### Task A
In the records below, how many lines contain the word "white"? Give only the number.

### Passage
START

Where did he get that idea from?

The idea is not in the Old Testament. No one is baptized there. There is the concept of going through water, but it certainly is not of repentance for the remission of sins. When the people came to John to get baptized, in his preaching, he used terminology which pointed back to the Flood and the waters of the flood: “Who warned you to flee from the coming wrath?” But in the Flood, those who were saved, Noah’s family, were neither immersed nor sprinkled; it was the unbelieving world that was really baptized. In the same way, when Paul speaks about an OT baptism, Moses baptizing the Israelites in the sea, in 1 Cor. 10:2, the word applies to people who were neither immersed nor sprinkled; Exodus 14:22 specifically says that they “went through the sea on dry ground.” It was the Egyptian army that was properly baptized, if we take the literal meaning of the word. Obviously, the NT doctrine of baptism is not so awfully concerned about the literal meaning of the word baptizo, that is, immerse. To add insult to the injury, it’s not so concerned about the literal application of water either. Thus, at least part of the modern argument between immersion and sprinkling is irrelevant. We argue about the exact physical form of a symbol, when we have missed the real meaning behind that symbol. We have strained out a gnat, while we have swallowed a herd of camels.

END

### Information shown
START

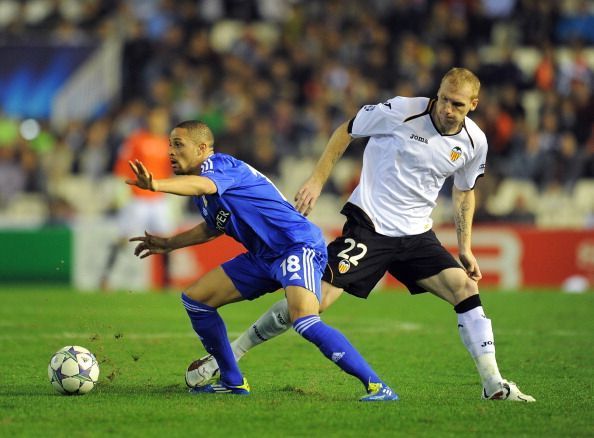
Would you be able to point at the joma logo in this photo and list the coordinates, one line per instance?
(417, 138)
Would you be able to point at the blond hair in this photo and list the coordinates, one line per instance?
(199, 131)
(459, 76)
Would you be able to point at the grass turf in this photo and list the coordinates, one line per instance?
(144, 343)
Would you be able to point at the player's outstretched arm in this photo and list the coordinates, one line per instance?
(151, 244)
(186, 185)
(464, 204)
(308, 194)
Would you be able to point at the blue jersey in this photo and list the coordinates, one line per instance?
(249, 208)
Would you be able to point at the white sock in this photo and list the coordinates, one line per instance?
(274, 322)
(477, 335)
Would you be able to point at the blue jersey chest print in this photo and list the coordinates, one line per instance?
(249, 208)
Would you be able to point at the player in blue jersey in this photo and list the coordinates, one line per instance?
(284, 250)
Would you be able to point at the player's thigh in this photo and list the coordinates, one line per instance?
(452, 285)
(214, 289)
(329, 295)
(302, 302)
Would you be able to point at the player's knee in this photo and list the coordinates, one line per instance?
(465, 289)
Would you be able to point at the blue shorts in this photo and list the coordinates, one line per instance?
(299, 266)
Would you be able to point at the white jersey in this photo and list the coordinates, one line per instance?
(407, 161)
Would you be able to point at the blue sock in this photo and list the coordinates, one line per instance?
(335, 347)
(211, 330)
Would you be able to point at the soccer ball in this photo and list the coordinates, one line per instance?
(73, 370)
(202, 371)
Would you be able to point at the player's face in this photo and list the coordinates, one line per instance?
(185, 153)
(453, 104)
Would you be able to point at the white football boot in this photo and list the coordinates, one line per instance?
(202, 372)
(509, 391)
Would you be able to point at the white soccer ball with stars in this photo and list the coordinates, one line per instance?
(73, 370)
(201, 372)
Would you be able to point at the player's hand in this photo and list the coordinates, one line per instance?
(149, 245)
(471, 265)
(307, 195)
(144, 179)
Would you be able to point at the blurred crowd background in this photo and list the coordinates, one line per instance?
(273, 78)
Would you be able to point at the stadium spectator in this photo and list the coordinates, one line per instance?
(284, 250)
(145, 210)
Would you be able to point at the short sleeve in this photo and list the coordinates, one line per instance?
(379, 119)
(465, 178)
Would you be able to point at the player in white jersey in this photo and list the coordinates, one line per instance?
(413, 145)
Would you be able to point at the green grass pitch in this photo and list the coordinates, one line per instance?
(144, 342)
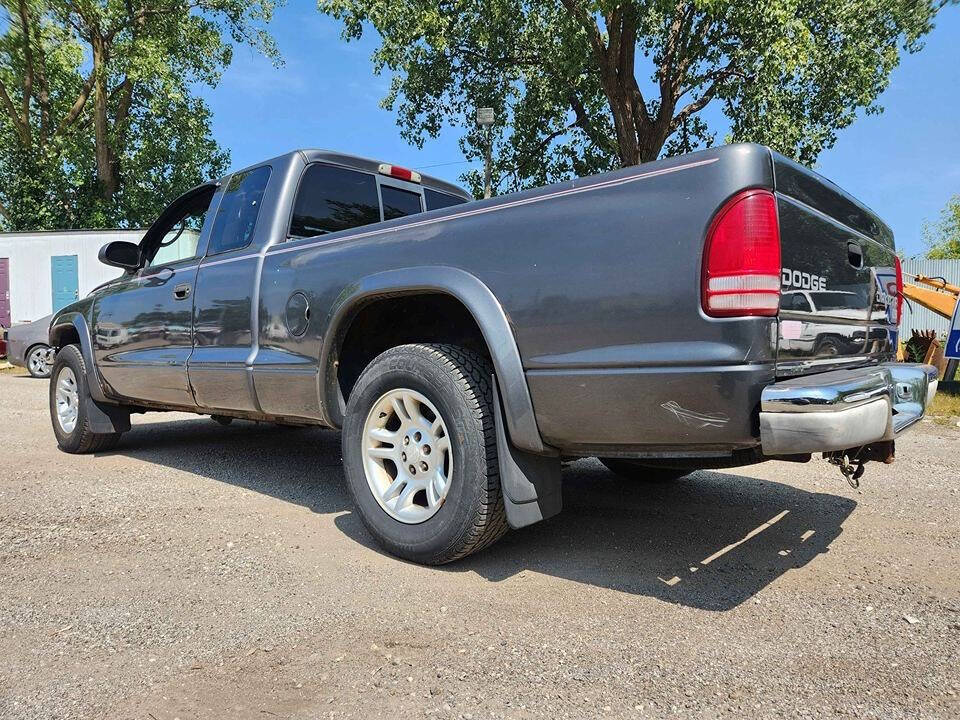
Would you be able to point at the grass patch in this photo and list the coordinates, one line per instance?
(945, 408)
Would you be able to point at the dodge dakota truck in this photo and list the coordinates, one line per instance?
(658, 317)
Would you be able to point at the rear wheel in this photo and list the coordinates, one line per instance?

END

### Task B
Could you return the entire passage on baptism above, word for word?

### Exercise result A
5

### Exercise result B
Where did he get that idea from?

The idea is not in the Old Testament. No one is baptized there. There is the concept of going through water, but it certainly is not of repentance for the remission of sins. When the people came to John to get baptized, in his preaching, he used terminology which pointed back to the Flood and the waters of the flood: “Who warned you to flee from the coming wrath?” But in the Flood, those who were saved, Noah’s family, were neither immersed nor sprinkled; it was the unbelieving world that was really baptized. In the same way, when Paul speaks about an OT baptism, Moses baptizing the Israelites in the sea, in 1 Cor. 10:2, the word applies to people who were neither immersed nor sprinkled; Exodus 14:22 specifically says that they “went through the sea on dry ground.” It was the Egyptian army that was properly baptized, if we take the literal meaning of the word. Obviously, the NT doctrine of baptism is not so awfully concerned about the literal meaning of the word baptizo, that is, immerse. To add insult to the injury, it’s not so concerned about the literal application of water either. Thus, at least part of the modern argument between immersion and sprinkling is irrelevant. We argue about the exact physical form of a symbol, when we have missed the real meaning behind that symbol. We have strained out a gnat, while we have swallowed a herd of camels.